Reading text:
##########
- Jyutping Romanization
- Traditional Chinese: 粵拼
- Simplified Chinese: 粤拼
- Jyutping: jyut6 ping3
- Cantonese Yale: Yuhtping
- Literal meaning: Yue (i.e. Cantonese) spelling

Standard Mandarin
- Hanyu Pinyin: Yuèpīn
- Bopomofo: ㄩㄝˋ ㄆㄧㄣ
- Gwoyeu Romatzyh: Yuehpin
- Wade–Giles: Yüeh^{4}-pʻin^{1}
- Tongyong Pinyin: Yuè-pin
- IPA: [ɥê.pʰín]

Yue: Cantonese
- Yale Romanization: Yuhtping
- Jyutping: jyut6 ping3
- Canton Romanization: yüd^{6} ping^{3}
- IPA: [jyt̚˨.pʰɪŋ˧]

= Jyutping =

Romanization scheme for Cantonese

The Linguistic Society of Hong Kong Cantonese Romanization Scheme, also known as Jyutping, is a romanisation system for Cantonese developed in 1993 by the Linguistic Society of Hong Kong (LSHK).

The name Jyutping (itself the Jyutping romanisation of its Chinese name, 粵拼) is a contraction of the official name, and it consists of the first Chinese characters of the terms jyut6 jyu5 (粵語 (Cantonese language)) and ping3 jam1 (拼音 (phonetic alphabet); pronounced pīnyīn in Mandarin).

Despite being intended as a system to indicate pronunciation, it has also been employed in writing Cantonese as an alphabetic language—in effect, elevating Jyutping from its assistive status to a written language.
RCL

==History==
The Jyutping system departs from all previous Cantonese romanisation systems (approximately 12, including Robert Morrison's pioneering work of 1828, and the widely used Standard Romanization, Yale and Sidney Lau systems) by introducing z and c initials and the use of eo and oe in finals, as well as replacing the initial y, used in all previous systems, with j.

In 2018, it was updated to include the -a and -oet finals, to reflect syllables recognized as part of Cantonese phonology in 1997 by the Jyutping Work Group of the Linguistic Society of Hong Kong.
##########
Task description: Pick up the Jyutping text after its final sentence and continue it. The listing has no connection to the Jyutping text.
##########
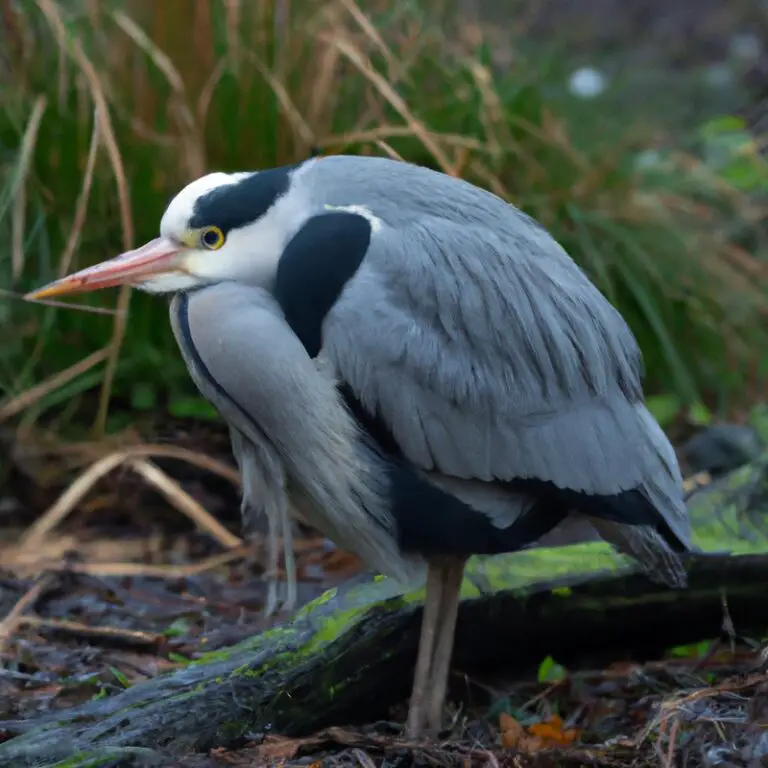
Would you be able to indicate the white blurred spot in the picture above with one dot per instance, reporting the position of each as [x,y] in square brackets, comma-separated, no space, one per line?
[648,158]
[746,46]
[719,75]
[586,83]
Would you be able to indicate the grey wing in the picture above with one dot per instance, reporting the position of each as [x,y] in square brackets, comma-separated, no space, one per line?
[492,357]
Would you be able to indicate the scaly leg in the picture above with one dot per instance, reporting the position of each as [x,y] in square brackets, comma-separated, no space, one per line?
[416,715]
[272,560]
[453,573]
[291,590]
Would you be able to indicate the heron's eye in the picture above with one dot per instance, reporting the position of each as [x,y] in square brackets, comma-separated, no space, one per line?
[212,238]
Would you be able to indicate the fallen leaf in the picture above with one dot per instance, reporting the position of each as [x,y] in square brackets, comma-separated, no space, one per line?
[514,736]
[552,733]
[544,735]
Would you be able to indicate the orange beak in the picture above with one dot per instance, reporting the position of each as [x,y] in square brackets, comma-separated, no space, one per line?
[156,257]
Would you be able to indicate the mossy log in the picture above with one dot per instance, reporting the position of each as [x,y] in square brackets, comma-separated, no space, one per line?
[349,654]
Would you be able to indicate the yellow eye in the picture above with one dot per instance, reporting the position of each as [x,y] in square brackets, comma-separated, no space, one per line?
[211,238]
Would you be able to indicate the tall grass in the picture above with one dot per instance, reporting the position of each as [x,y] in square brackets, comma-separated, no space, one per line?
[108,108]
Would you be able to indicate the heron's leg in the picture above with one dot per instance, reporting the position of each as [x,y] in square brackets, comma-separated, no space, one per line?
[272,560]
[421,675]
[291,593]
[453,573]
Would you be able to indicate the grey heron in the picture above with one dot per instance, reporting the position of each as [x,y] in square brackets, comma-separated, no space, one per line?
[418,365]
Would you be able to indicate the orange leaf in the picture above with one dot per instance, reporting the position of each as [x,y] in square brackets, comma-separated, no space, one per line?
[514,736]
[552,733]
##########
Output of the exercise:
== Initials ==

| b /p/ 巴 | p /pʰ/ 怕 | m /m/ 媽 | f /f/ 花 |  |
| d /t/ 打 | t /tʰ/ 他 | n /n/ 那 |  | l /l/ 啦 |
| g /k/ 家 | k /kʰ/ 卡 | ng /ŋ/ 牙 | h /h/ 蝦 |  |
| gw /kʷ/ 瓜 | kw /kʷʰ/ 誇 |  |  | w /w/ 蛙 |
| z /ts/ 渣 | c /tsʰ/ 叉 |  | s /s/ 沙 | j /j/ 也 |

== Finals ==

| aa /aː/ 沙 | aai /aːi̯/ 徙 | aau /aːu̯/ 梢 | aam /aːm/ 三 | aan /aːn/ 山 | aang /aːŋ/ 坑 | aap /aːp̚/ 圾 | aat /aːt̚/ 剎 | aak /aːk̚/ 客 |
| a /ɐ/ | ai /ɐi̯/ 西 | au /ɐu̯/ 收 | am /ɐm/ 心 | an /ɐn/ 新 | ang /ɐŋ/ 笙 | ap /ɐp̚/ 濕 | at /ɐt̚/ 失 | ak /ɐk̚/ 塞 |
| e /ɛː/ 些 | ei /ei̯/ 四 | eu /ɛːu̯/ 掉 | em /ɛːm/ 舐 |  | eng /ɛːŋ/ 鄭 | ep /ɛːp̚/ 夾 | et /ɛːt̚/ 噼 | ek /ɛːk̚/ 石 |
| i /iː/ 詩 |  | iu /iːu̯/ 消 | im /iːm/ 閃 | in /iːn/ 先 | ing /ɪŋ/ 星 | ip /iːp̚/ 攝 | it /iːt̚/ 洩 | ik /ɪk/ 識 |
| o /ɔː/ 疏 | oi /ɔːy̯/ 開 | ou /ou̯/ 蘇 |  | on /ɔːn/ 看 | ong /ɔːŋ/ 康 |  | ot /ɔːt̚/ 喝 | ok /ɔːk̚/ 索 |
| u /uː/ 夫 | ui /uːy̯/ 灰 |  |  | un /uːn/ 寬 | ung /ʊŋ/ 鬆 |  | ut /uːt̚/ 闊 | uk /ʊk/ 叔 |
|  | eoi /ɵy̯/ 需 |  |  | eon /ɵn/ 詢 |  |  | eot /ɵt̚/ 摔 |  |
| oe /œː/ 鋸 |  |  |  |  | oeng /œːŋ/ 商 |  | oet /œːt̚/ 噶 | oek /œːk̚/ 削 |
| yu /yː/ 書 |  |  |  | yun /yːn/ 孫 |  |  | yut /yːt̚/ 雪 |  |
|  |  |  | m /m̩/ 唔 |  | ng /ŋ̍/ 吳 |  |  |  |

- Only the finals m and ng can be used as standalone nasal syllables.
- Used for elided words in casual speech such as a6 in 四十四 (sei3 a6 sei3), elided from sei3 sap6 sei3.
- Referring to the colloquial pronunciation of these words.
- Used for onomatopoeias such as oet6 for belching or goet4 for snoring.

== Tones ==

There are nine tones in six distinct tone contours in Cantonese. However, as three of the nine are entering tones (入聲 (jap6 sing1)), which only appear in syllables ending with p, t, and k, they do not have separate tone numbers in Jyutping (though they do in the ILE romanization of Cantonese; these are shown in parentheses in the table below). A mnemonic which some use to remember this is 風水到時我哋必發達 (fung1 seoi2 dou3 si4 ngo5 dei6 bit1 faat3 daat6) or "Feng Shui [dictates that] we will be lucky."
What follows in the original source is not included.